**EXTRACTED RECORDS**

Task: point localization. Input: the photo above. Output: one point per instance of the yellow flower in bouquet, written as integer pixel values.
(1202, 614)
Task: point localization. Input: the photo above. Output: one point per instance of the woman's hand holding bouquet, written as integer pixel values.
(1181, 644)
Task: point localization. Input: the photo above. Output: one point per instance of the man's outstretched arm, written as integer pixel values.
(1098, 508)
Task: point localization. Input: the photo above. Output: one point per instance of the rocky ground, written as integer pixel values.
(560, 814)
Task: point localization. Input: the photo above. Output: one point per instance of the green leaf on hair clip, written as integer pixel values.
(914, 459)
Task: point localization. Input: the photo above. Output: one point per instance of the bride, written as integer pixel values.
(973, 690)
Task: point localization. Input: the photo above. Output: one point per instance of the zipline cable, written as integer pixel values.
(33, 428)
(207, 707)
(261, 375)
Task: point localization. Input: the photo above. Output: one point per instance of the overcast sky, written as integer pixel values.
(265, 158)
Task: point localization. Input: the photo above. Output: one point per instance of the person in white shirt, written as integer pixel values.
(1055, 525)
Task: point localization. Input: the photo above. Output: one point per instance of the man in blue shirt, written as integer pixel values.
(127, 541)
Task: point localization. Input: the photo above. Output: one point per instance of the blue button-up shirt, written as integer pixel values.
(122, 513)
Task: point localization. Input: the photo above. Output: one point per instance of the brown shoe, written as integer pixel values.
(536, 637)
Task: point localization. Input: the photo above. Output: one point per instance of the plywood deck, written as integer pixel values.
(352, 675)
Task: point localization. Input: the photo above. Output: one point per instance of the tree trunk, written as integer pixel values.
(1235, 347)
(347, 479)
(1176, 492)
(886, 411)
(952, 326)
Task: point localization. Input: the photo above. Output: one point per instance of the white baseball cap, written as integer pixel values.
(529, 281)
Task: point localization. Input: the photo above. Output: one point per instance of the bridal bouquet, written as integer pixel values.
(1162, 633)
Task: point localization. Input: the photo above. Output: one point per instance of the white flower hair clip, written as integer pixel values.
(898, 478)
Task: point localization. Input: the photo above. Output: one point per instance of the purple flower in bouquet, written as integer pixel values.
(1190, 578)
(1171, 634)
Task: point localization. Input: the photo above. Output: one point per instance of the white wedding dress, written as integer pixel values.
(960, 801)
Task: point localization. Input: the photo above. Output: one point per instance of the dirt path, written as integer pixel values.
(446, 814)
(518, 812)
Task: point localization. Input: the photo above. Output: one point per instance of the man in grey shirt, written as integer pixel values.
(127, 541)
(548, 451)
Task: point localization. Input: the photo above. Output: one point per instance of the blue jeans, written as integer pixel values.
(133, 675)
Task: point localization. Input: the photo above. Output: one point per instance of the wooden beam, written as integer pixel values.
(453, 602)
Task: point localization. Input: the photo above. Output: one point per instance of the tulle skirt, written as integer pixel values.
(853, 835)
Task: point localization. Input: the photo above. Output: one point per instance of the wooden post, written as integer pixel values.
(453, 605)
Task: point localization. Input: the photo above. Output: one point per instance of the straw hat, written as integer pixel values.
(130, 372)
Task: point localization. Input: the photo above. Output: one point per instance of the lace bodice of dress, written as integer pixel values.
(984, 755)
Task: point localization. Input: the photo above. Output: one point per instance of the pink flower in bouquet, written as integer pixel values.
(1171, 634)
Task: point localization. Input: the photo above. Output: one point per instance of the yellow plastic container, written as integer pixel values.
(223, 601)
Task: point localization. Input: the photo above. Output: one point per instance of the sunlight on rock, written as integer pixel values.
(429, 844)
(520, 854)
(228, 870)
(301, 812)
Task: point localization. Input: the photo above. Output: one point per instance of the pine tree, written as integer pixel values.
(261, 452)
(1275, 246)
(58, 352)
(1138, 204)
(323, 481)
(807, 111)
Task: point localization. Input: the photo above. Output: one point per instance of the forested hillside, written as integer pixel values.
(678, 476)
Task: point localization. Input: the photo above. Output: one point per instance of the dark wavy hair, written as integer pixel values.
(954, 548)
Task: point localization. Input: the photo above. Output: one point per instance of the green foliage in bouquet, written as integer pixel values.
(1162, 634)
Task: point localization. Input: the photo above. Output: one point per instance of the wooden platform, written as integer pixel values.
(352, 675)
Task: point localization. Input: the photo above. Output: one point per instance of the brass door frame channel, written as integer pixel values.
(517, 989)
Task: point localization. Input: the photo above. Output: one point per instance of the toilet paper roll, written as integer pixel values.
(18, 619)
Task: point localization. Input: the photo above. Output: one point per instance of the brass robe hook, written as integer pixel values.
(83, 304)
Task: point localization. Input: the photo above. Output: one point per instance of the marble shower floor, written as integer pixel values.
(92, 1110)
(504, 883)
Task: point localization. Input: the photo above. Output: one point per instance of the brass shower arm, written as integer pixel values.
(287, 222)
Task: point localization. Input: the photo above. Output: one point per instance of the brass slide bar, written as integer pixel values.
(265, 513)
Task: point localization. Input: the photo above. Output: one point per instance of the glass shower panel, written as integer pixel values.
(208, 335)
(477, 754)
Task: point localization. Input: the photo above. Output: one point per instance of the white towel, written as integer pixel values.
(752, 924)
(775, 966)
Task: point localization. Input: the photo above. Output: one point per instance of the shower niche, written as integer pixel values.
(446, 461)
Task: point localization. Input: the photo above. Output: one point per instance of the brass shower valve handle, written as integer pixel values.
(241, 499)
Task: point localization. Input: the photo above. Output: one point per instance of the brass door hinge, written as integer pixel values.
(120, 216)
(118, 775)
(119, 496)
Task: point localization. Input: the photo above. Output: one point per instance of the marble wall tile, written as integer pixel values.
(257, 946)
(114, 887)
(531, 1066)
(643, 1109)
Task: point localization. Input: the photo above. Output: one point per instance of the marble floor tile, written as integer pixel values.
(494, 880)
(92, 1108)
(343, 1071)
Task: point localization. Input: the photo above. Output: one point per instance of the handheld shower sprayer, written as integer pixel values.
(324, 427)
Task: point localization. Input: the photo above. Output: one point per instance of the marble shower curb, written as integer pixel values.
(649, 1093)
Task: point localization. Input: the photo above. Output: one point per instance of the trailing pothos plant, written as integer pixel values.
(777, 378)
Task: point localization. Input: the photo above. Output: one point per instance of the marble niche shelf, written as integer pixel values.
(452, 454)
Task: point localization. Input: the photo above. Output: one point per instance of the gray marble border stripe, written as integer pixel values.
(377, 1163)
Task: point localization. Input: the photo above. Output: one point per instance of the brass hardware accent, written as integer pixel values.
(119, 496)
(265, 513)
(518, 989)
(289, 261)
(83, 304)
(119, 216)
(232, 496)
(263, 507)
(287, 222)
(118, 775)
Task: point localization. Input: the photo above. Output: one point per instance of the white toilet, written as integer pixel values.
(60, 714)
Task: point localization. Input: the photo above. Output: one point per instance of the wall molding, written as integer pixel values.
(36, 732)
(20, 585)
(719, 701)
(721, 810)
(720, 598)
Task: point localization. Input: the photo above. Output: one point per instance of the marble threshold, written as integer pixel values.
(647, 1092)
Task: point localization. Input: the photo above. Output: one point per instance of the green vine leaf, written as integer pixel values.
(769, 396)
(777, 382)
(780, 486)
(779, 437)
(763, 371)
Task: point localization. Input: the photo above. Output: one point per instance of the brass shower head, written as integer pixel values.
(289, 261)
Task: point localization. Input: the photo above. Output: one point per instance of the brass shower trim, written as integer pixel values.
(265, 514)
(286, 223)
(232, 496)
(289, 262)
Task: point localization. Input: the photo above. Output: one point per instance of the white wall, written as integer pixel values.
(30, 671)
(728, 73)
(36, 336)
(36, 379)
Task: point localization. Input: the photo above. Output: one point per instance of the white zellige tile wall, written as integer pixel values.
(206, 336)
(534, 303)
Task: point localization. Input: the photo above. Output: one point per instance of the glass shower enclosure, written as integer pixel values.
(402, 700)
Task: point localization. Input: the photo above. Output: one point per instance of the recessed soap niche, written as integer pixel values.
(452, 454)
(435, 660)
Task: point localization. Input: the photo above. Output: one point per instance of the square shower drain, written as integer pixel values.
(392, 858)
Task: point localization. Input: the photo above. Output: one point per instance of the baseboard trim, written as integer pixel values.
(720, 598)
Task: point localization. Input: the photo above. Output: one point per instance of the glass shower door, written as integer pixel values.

**WHAT YOU NEED TO DO**
Starting at the top of the records and ending at the line that contains "(1181, 644)", write those lines out again, replacing "bouquet" with "bunch of flowers" and leaving everything else unchanged.

**TASK OUTPUT**
Task: point localization. Input: the photo above. Output: one point per instance of the yellow flower in bunch of flowers, written as integer pixel values.
(1202, 614)
Task: point localization. Input: the photo above. Output: one point per instance of the woman's hand holding bunch of flowers, written as integer pixel values.
(1181, 644)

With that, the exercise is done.